▶ _What to work on_: Can you present all of the data below as a numbered list, with any blank lines left out?

▶ _Information provided_:
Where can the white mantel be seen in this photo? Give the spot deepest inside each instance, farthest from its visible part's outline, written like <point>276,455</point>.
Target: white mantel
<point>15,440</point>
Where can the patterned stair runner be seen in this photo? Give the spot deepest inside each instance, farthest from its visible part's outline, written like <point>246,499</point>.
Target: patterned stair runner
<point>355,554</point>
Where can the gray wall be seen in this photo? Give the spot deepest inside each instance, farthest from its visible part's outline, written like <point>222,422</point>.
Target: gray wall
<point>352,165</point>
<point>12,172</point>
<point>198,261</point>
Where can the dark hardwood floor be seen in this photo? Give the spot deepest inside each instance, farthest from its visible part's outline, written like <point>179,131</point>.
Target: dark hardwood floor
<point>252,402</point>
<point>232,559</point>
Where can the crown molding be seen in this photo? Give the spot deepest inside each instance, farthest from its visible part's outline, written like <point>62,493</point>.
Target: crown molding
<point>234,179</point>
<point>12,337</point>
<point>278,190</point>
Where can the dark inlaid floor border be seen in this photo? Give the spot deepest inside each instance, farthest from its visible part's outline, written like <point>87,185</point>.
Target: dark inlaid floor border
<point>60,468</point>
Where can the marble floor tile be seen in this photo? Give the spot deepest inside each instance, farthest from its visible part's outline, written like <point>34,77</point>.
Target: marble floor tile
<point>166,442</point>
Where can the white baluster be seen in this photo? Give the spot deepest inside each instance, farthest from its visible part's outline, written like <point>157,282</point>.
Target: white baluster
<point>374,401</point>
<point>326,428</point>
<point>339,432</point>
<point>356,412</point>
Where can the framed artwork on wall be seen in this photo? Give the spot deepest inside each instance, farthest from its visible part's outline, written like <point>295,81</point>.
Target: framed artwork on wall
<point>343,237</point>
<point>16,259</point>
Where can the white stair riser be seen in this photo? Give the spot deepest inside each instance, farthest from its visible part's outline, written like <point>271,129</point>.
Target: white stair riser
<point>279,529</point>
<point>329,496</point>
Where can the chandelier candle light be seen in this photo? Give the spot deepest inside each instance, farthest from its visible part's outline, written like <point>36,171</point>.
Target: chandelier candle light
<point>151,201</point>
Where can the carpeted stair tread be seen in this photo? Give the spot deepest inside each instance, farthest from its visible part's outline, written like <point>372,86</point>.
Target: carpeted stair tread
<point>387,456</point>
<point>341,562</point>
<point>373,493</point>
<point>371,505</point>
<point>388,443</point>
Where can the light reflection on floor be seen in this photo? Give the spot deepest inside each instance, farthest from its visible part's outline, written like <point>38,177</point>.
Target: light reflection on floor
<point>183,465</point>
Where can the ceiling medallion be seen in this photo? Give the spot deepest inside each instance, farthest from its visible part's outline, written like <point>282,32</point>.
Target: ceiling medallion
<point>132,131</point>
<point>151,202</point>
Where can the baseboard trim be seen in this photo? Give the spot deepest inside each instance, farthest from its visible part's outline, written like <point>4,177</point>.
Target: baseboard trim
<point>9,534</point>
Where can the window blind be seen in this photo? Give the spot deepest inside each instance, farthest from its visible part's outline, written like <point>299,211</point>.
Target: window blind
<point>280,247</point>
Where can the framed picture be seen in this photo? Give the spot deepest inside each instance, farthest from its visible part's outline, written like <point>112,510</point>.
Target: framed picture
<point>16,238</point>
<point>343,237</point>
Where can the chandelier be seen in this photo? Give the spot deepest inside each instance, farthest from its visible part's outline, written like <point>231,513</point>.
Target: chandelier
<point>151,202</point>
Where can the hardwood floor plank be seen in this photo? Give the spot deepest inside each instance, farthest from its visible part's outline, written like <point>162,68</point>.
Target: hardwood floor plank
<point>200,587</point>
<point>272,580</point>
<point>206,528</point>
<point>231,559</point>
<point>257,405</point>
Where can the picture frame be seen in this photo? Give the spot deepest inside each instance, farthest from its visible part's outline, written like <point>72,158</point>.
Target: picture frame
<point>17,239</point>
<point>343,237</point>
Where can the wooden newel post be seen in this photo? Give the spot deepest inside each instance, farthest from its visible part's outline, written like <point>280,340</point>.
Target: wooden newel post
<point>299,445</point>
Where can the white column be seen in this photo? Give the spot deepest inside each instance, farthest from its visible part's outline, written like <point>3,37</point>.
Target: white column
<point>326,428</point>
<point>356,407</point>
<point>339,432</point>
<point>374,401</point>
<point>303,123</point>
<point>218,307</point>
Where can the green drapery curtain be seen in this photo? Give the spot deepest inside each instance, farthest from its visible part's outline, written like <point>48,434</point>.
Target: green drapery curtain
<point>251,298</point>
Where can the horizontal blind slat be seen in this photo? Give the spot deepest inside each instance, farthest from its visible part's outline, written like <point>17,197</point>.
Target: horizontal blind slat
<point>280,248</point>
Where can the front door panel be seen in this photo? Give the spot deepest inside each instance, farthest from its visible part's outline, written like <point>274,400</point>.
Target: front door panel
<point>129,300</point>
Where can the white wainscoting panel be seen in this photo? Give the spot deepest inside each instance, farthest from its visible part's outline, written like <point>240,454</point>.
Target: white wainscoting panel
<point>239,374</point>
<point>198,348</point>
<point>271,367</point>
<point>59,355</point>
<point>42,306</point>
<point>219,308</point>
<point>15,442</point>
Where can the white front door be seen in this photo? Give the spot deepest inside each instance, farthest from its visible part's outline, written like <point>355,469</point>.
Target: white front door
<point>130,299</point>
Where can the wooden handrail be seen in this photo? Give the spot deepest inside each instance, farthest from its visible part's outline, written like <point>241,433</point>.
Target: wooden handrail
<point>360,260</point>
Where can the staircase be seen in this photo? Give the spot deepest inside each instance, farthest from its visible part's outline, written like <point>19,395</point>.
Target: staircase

▶ _Answer to the problem_:
1. Where can the white mantel be seen in this photo? Give the spot deepest inside each instance, farthest from its visible part's outline, written like <point>276,455</point>.
2. Target: white mantel
3. <point>15,440</point>
4. Where can the patterned stair runner be seen in this photo? Give the spot deepest inside each instance, farthest from its visible part's outline, written like <point>246,499</point>.
5. Target: patterned stair runner
6. <point>355,554</point>
7. Where can the gray wall be seen in this photo? Give the spot deepest inside each instance, farthest from its visible part's outline, written like <point>222,422</point>.
8. Target: gray wall
9. <point>352,165</point>
10. <point>12,172</point>
11. <point>198,261</point>
12. Where can the dark hardwood floor be seen in this photo? Give the spot deepest inside each instance, farthest from its visible part's outline, written like <point>179,131</point>.
13. Target: dark hardwood floor
14. <point>252,402</point>
15. <point>232,559</point>
16. Where can the crown molding be seen in this photo? Give the spot deepest inside each instance, farthest from its visible part's outline, written like <point>62,493</point>.
17. Target: crown molding
18. <point>234,179</point>
19. <point>12,337</point>
20. <point>278,190</point>
21. Where can the dark inlaid floor border be seen in this photo? Give the spot deepest inside each instance, farthest from its visible part's outline, written like <point>87,185</point>.
22. Target: dark inlaid floor border
23. <point>60,468</point>
24. Where can the marble floor tile be seen in this photo? Give the spot deepest inside each instance, farthest from its visible part's outline, written like <point>34,77</point>.
25. Target: marble floor tile
26. <point>166,442</point>
27. Where can the white baluster be seen in this photo? Give the spot deepest inside each instance, farthest from its visible part's outline, written like <point>157,282</point>.
28. Target: white baluster
29. <point>374,401</point>
30. <point>326,428</point>
31. <point>339,432</point>
32. <point>356,412</point>
33. Where can the framed artwork on wall be seen in this photo? Give the spot deepest inside each instance, farthest from its visible part's outline, written like <point>295,81</point>.
34. Target: framed artwork on wall
35. <point>343,237</point>
36. <point>16,259</point>
37. Where can the white stair riser be seen in this photo? Give the spot deepest inside each instance, farthest from its visible part's outline, written like <point>271,129</point>.
38. Target: white stair riser
39. <point>279,529</point>
40. <point>329,496</point>
41. Where can the chandelier candle light be seen in this photo? Give the spot deepest inside each instance, farthest from its visible part's outline, written like <point>36,171</point>.
42. Target: chandelier candle light
43. <point>151,201</point>
44. Where can the carpeted stair tread be seen in this photo? Give the spot deepest inside each instance, farthest from its visible part's outline, written like <point>372,86</point>.
45. Target: carpeted stair tread
46. <point>387,456</point>
47. <point>341,562</point>
48. <point>373,493</point>
49. <point>371,505</point>
50. <point>388,443</point>
51. Where can the light reflection on floor be seen in this photo? Give the spot deepest inside each instance, farthest from its visible part's outline, written like <point>38,177</point>.
52. Target: light reflection on floor
53. <point>183,465</point>
54. Where can the ceiling medallion be seen in this photo? Give the spot deepest inside each instance, farthest from its visible part's outline, written like <point>282,32</point>.
55. Target: ceiling medallion
56. <point>132,131</point>
57. <point>151,202</point>
58. Where can the baseboard trim be seen in this photo? Give the spot deepest inside each instance, farthest from its visible part's outline, written like <point>4,177</point>.
59. Target: baseboard trim
60. <point>9,534</point>
61. Where can the window blind be seen in this photo? Give the spot deepest inside each instance, farthest from its visible part's outline, written like <point>299,211</point>.
62. Target: window blind
63. <point>280,247</point>
64. Where can the framed picture be seen in this photo? Give the spot deepest inside each instance, farthest from its visible part's outline, written like <point>112,510</point>.
65. Target: framed picture
66. <point>16,238</point>
67. <point>343,237</point>
68. Where can the chandelier be seen in this photo? Give the spot deepest inside each instance, farthest from its visible part's outline, written like <point>231,513</point>.
69. Target: chandelier
70. <point>151,202</point>
71. Where can the hardwood floor plank be seen in this photo? Give the spot deepest inside each instance, farthest from its visible part's outline, written like <point>162,68</point>.
72. Target: hardwood floor plank
73. <point>200,587</point>
74. <point>272,580</point>
75. <point>206,528</point>
76. <point>231,559</point>
77. <point>257,405</point>
78. Where can the picture frame be seen in this photo? Give the spot deepest inside each instance, farthest from its visible part's outline, written like <point>72,158</point>.
79. Target: picture frame
80. <point>17,239</point>
81. <point>343,237</point>
82. Where can the wooden newel post be seen in this photo? Give the spot deepest inside each instance, farthest from its visible part's outline, written like <point>280,340</point>.
83. Target: wooden newel post
84. <point>299,445</point>
85. Where can the white column be seen in this photo? Give the spot deepest inside each instance, farthest from its visible part's outline, written like <point>3,37</point>.
86. Target: white column
87. <point>326,428</point>
88. <point>356,407</point>
89. <point>339,432</point>
90. <point>374,401</point>
91. <point>303,123</point>
92. <point>218,307</point>
93. Where can the green drapery curtain be seen in this photo? Give the spot deepest inside each instance, farthest from its visible part's outline, written like <point>48,434</point>.
94. Target: green drapery curtain
95. <point>251,298</point>
96. Where can the horizontal blind slat be seen in this photo? Give the spot deepest inside each instance, farthest from its visible part's outline, written like <point>17,197</point>.
97. Target: horizontal blind slat
98. <point>280,248</point>
99. Where can the front door panel be seen in this photo? Give the spot deepest inside each instance, farthest from its visible part's outline, written like <point>274,400</point>.
100. Target: front door panel
101. <point>129,300</point>
102. Where can the white wainscoting panel be seen in this photo? Give the spot deepest inside each instance, farthest from its visible part's outline, written like <point>240,454</point>.
103. Target: white wainscoting panel
104. <point>239,374</point>
105. <point>198,348</point>
106. <point>271,367</point>
107. <point>59,355</point>
108. <point>42,306</point>
109. <point>219,308</point>
110. <point>15,442</point>
111. Where can the white front door be seen in this photo? Give the spot deepest inside each instance, farthest from its visible part's outline, written like <point>355,469</point>.
112. Target: white front door
113. <point>130,299</point>
114. Where can the wooden handrail be seen in this photo? Give the spot deepest inside each instance, farthest from its visible part's outline, written like <point>241,433</point>.
115. Target: wooden handrail
116. <point>360,260</point>
117. Where can the staircase be seen in this photo? Give the spot deepest inside each instance, farthest from its visible part's outline, written like <point>19,395</point>.
118. Target: staircase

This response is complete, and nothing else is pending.